> _PROBLEM REQUIREMENTS_:
Filter the records for lines holding the string "query".
DATA TO EXAMINE below:
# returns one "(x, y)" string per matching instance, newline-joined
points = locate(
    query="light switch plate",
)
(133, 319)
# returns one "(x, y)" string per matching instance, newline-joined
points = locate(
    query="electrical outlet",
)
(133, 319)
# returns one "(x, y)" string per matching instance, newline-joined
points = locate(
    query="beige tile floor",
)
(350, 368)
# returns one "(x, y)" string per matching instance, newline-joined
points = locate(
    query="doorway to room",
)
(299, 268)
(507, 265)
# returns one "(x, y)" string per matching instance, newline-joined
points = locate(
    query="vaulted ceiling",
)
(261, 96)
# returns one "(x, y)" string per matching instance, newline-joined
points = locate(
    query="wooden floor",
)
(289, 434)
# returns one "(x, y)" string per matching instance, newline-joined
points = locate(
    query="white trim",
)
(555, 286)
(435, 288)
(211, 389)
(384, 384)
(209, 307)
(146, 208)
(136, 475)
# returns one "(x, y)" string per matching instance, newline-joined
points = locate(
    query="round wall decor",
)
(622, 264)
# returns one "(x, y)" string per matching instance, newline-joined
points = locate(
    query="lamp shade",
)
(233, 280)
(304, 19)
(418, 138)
End of DATA TO EXAMINE.
> _EXPECTED OUTPUT_:
    query="light switch plate",
    query="electrical outlet",
    query="beige tile floor",
    query="doorway to room",
    query="vaulted ceiling",
    query="wooden floor",
    query="white trim",
    query="round wall decor",
    query="lamp shade",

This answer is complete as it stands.